> [Exercise]:
Can you give the records below again, switching every "keypoint" to "marker" and changing nothing else?

-*-*-

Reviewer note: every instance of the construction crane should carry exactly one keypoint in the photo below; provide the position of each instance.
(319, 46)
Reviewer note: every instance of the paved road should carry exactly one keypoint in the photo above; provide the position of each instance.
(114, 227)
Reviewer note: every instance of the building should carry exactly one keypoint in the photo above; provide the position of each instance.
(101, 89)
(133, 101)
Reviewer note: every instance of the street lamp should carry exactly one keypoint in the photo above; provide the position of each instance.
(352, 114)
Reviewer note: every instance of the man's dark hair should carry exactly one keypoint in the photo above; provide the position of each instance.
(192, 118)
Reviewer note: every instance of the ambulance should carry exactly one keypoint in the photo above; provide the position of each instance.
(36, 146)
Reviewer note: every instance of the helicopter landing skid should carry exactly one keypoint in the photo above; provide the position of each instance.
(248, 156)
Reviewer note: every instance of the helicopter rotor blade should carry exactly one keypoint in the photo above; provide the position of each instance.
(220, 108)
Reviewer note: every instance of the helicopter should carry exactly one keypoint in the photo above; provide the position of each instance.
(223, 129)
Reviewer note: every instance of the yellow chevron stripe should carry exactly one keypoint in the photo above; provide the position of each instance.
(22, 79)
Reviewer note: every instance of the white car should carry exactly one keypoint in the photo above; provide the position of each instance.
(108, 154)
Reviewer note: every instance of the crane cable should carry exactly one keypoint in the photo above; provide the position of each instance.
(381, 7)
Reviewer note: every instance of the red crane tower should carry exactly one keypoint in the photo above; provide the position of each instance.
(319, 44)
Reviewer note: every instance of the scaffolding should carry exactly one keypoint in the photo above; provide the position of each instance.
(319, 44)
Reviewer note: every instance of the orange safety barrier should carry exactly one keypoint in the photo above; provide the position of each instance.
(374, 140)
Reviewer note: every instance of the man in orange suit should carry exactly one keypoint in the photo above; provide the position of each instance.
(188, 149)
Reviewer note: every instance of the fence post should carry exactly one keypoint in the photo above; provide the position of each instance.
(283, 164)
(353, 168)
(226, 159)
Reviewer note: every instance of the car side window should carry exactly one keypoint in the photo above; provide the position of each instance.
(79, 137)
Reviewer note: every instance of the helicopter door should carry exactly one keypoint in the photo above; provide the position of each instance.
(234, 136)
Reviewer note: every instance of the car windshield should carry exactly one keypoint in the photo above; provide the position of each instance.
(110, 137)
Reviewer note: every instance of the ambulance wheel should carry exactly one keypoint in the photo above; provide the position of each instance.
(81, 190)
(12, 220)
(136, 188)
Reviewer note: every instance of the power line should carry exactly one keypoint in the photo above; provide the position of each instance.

-*-*-

> [Expected answer]:
Reviewer note: every instance of the construction crane should carry exactly one marker in the photo below; provide the position of each instance.
(319, 46)
Reviewer note: every instance of the paved road should carry exactly one marker in the photo above; provide the position of each instance.
(114, 227)
Reviewer note: every instance of the building should carry exactly one marker in the photo above; provide the position of each instance.
(101, 89)
(133, 101)
Reviewer note: every instance of the street lamp should carry exactly one marker in the photo above; provide the position of each instance.
(352, 114)
Reviewer note: every instance of the man's dark hair should carry exactly one marker in the photo above; provide the position of each instance.
(192, 118)
Reviewer note: every instance of the ambulance should carry exactly one marker in the photo above; provide the position of each instance.
(36, 146)
Reviewer note: every instance of the helicopter landing skid should carry exactly one marker in the photo above; provide the position of each instance.
(248, 156)
Reviewer note: every instance of the helicopter rotor blade should carry exactly one marker in the photo above; provide the position of each instance.
(220, 108)
Reviewer note: every instance of the helicopter should carry exactly one marker in the photo above; provide the position of each instance.
(223, 129)
Reviewer note: every instance of the yellow chevron stripe should carry exactly one marker in the photo above; provide the position of each instance.
(22, 79)
Reviewer note: every instance of the white car should carry exactly one marker in the photo above; provide the position of each instance.
(108, 154)
Reviewer note: every instance of the crane cable should carry exactly one marker in the photo above; provide the position of each instance.
(381, 7)
Reviewer note: every instance of the red crane tower should carry exactly one marker in the photo above; provide the position of each instance.
(319, 44)
Reviewer note: every instance of the scaffolding should carry exactly one marker in the photo above; provide the position of each instance.
(319, 44)
Reviewer note: every instance of the orange safety barrier should carry exactly one marker in the photo above; provide the position of each instance.
(374, 140)
Reviewer note: every instance of the man in orange suit should carry exactly one marker in the photo above; provide the position of each instance.
(188, 149)
Reviewer note: every instance of the fence post should carry exactly one marker in the photo above; provide the position of each instance.
(283, 164)
(353, 168)
(226, 159)
Reviewer note: every instance of the car side window should carry exactly one marker in the photo above; provide the position of each instance.
(79, 137)
Reviewer note: every instance of the helicopter door should carry exactly one marker in the photo above; provide the position of each instance.
(234, 136)
Reviewer note: every instance of the car windshield should carry exactly one marker in the photo above; provide the position of each instance.
(110, 137)
Reviewer note: every instance of the ambulance wheel should carry exactly one marker in the photo above; provide the position of each instance.
(81, 190)
(12, 220)
(136, 188)
Reviewer note: every instance of the power line should carry exactly one marker in the photo above; provide the position of each instance.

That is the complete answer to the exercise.